Top of Data to use
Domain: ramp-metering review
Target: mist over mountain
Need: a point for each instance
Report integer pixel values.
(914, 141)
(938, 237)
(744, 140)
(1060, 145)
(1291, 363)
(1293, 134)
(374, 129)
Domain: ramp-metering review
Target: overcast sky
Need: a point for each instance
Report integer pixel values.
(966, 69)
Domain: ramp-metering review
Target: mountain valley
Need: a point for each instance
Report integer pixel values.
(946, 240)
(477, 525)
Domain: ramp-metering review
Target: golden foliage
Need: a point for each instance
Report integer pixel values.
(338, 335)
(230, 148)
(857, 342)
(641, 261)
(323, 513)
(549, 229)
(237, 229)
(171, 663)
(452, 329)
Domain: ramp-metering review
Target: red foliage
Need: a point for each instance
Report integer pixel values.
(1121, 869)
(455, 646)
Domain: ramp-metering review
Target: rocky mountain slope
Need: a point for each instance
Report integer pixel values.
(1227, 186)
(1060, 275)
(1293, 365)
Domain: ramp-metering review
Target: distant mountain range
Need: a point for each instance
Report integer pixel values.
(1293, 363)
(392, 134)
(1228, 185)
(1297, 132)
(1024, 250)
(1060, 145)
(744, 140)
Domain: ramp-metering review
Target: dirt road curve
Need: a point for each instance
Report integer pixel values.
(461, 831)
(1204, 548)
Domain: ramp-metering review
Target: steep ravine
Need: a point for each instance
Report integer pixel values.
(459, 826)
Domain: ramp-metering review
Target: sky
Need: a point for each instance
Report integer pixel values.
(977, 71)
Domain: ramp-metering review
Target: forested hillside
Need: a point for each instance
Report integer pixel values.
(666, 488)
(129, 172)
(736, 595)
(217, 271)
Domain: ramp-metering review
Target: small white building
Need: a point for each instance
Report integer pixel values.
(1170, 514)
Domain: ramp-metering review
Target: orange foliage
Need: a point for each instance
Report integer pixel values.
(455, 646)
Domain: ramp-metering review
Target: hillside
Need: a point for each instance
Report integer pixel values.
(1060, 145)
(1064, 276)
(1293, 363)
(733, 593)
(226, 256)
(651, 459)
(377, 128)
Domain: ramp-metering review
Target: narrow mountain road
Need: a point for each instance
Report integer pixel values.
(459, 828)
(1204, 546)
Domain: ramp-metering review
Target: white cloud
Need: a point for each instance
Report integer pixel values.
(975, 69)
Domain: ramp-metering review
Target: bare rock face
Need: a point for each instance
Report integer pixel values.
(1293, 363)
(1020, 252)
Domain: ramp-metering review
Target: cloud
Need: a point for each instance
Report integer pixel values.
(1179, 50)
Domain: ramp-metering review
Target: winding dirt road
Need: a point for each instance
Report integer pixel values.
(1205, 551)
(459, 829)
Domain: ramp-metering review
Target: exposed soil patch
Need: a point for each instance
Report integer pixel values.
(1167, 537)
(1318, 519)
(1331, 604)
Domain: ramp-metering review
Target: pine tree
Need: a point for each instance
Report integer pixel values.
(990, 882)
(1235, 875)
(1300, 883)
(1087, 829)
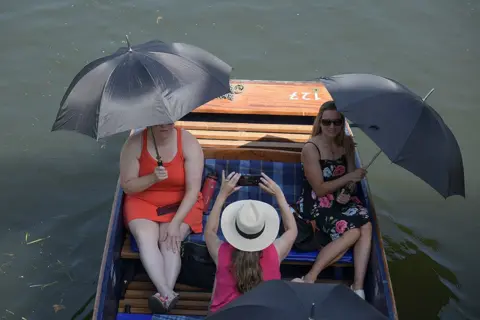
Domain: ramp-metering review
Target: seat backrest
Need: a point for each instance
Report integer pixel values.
(287, 175)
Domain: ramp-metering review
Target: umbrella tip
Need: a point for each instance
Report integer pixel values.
(128, 44)
(428, 94)
(312, 312)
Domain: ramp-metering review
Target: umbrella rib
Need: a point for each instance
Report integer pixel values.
(153, 79)
(190, 60)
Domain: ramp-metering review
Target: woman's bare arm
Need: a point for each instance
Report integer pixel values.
(314, 174)
(211, 229)
(129, 166)
(285, 242)
(349, 146)
(194, 159)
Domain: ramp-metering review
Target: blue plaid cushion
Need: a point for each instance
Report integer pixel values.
(132, 316)
(288, 176)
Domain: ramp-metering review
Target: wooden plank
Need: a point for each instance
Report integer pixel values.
(233, 126)
(271, 98)
(294, 146)
(144, 294)
(181, 304)
(249, 136)
(148, 285)
(100, 293)
(176, 312)
(252, 154)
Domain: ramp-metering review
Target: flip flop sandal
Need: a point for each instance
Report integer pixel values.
(172, 303)
(157, 304)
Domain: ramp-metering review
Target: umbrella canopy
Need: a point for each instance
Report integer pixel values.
(409, 131)
(144, 85)
(279, 300)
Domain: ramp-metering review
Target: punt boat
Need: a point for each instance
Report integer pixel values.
(259, 126)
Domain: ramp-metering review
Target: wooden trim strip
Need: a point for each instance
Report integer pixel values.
(249, 136)
(252, 127)
(294, 146)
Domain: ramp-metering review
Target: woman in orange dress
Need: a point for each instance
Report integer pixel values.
(174, 185)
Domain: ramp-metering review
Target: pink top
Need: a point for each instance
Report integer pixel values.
(225, 285)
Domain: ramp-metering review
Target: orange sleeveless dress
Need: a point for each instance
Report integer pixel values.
(143, 205)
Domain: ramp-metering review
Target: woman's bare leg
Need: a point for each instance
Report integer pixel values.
(172, 261)
(146, 235)
(330, 252)
(361, 255)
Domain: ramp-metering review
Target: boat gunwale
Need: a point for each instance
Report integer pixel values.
(108, 254)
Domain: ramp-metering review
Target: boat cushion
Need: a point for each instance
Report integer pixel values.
(131, 316)
(288, 176)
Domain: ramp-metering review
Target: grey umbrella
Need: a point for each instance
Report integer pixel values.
(139, 86)
(409, 131)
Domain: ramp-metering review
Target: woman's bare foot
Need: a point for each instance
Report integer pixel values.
(157, 304)
(308, 278)
(171, 301)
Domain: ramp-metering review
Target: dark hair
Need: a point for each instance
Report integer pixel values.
(246, 269)
(317, 125)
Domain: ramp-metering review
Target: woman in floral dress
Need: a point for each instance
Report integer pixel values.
(328, 161)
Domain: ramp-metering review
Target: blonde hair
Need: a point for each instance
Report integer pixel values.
(246, 269)
(317, 124)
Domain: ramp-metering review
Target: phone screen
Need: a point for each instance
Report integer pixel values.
(249, 180)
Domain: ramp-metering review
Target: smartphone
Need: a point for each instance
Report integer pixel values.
(249, 180)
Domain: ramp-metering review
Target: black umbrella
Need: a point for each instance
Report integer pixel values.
(277, 299)
(409, 131)
(140, 86)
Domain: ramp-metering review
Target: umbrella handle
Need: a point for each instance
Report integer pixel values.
(373, 159)
(428, 94)
(159, 160)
Bottom of Data to use
Exercise: Write out exactly the lines that fall from the line with "Target: golden foliage" to the line with "Target: hillside" in the records above, keeping both ends.

Written solution:
Target: golden foliage
Need: a point for each instance
Report integer pixel values.
(338, 335)
(230, 148)
(857, 342)
(641, 261)
(323, 513)
(549, 229)
(237, 229)
(171, 663)
(452, 329)
Domain: ramp-metering review
Target: red foliage
Need: a point for each instance
Report integer pixel values.
(1121, 869)
(455, 646)
Domain: ramp-metering review
Target: rocky mountain slope
Need: a point for each instance
Report integer pixel values.
(1227, 186)
(1060, 275)
(1293, 365)
Domain: ramp-metering review
Target: distant mountain range
Need: a point for each instance
Report integer pixel values.
(1293, 363)
(392, 134)
(1228, 185)
(1297, 132)
(1024, 250)
(1060, 145)
(744, 140)
Domain: ramp-metering review
Target: dirt road curve
Need: a point for each instance
Report integer pixel values.
(461, 831)
(1204, 548)
Domain: ramp-metering review
Target: steep ravine
Need: a point for each instance
Report integer pixel values.
(459, 826)
Domain: ramp-metering review
Target: sky
Need: a point for each instance
Report integer pixel values.
(977, 71)
Domain: ramp-metering review
Target: forested hillside
Need: a point for each instance
Report integer pixel values.
(666, 488)
(129, 172)
(736, 595)
(217, 271)
Domain: ramp-metering review
Target: small white building
Need: a point for each instance
Report integer pixel values.
(1170, 514)
Domain: ramp-metering review
Target: orange foliage
Need: a point for each instance
Report integer pixel values.
(455, 646)
Domain: ramp-metering review
Target: hillside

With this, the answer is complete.